**DOCUMENT EXCERPT**
********************
The piece de resistance is still to come, perhaps 4 or 5 years away. The vast parking area at the rear of the O2 centre on Finchley Road has an immense potential for the developers. A large site of 4 or 6 football pitches will be put out to developers, and we will see sky-scrapers of luxury homes, and a fashionable shopping centre boasting its links with Finchley Road stations.
I am sorry that my grand-children will have to adjust to the ruination of West Hampstead. Perhaps even more sorry that they will associate the obscenity of housing bubbles and the disposal of community assets with a Labour Council. Its not too late, though, for the local politicians of all parties to come together with the community to defeat the Builders of Blocks.
The consequences of not listening to raised voices will degrade the important principle of accountability that has defined Camden’s government for over 51 years.
Author Bio: Neil Fletcher was born in Blackpool, taught in Leeds and moved to West Hampstead in 1971. He was a trade union officer, became a Camden councillor (Chair of Building, Works and Services, and Finance Committees, and Deputy Leader of the council) and was also a member of the Inner London Education Committee (ILEA) for 11 years. He was Chair of the Further and Higher Education Committee and then Leader for three years before it was abolished by Margaret Thatcher in 1990. He subsequently became Executive Director (Education, Culture, Libraries, Sport) at the Local Government Association (LGA) and now works as a consultant on education and public services in England as well as in Africa.
********************
**DATA PROVIDED**
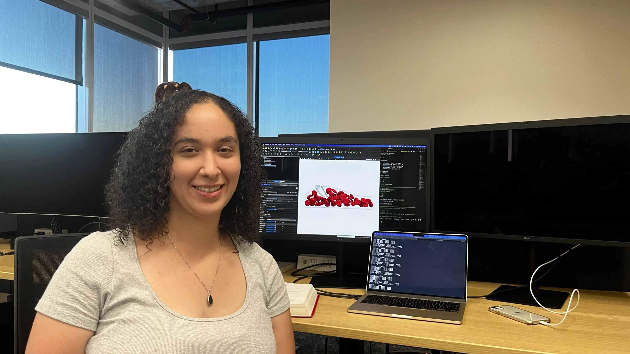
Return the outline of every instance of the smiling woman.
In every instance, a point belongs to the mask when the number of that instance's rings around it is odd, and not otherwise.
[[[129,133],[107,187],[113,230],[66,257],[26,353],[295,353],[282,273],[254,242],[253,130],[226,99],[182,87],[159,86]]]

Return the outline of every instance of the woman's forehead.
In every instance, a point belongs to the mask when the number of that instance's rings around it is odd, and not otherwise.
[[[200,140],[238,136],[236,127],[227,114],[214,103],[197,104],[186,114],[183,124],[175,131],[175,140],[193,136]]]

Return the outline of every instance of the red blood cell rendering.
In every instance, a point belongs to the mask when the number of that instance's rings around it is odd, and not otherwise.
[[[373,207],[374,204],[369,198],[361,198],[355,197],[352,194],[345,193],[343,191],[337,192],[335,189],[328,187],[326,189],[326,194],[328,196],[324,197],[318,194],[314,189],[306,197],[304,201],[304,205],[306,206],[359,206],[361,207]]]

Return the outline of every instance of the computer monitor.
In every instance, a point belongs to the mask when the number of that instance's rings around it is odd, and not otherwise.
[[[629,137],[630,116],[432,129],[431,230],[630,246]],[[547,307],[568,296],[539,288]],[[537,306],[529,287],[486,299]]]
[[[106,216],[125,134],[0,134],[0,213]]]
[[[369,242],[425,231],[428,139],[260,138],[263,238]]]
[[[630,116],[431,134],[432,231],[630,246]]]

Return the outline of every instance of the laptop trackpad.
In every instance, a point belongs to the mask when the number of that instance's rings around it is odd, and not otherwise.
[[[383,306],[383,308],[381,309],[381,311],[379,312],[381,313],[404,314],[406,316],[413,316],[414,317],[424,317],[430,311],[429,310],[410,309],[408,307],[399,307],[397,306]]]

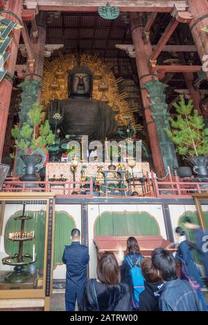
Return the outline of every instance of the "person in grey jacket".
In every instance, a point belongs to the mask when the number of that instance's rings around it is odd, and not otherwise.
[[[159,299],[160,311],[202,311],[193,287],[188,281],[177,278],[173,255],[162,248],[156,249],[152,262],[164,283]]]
********************
**WHAT IS ASKED**
Reproduce word for word the portion of the West Hampstead text between "I am sorry that" and "Builders of Blocks.", inclusive. The records are separate material and have no connection to the West Hampstead text.

**THE RESPONSE**
I am sorry that my grand-children will have to adjust to the ruination of West Hampstead. Perhaps even more sorry that they will associate the obscenity of housing bubbles and the disposal of community assets with a Labour Council. Its not too late, though, for the local politicians of all parties to come together with the community to defeat the Builders of Blocks.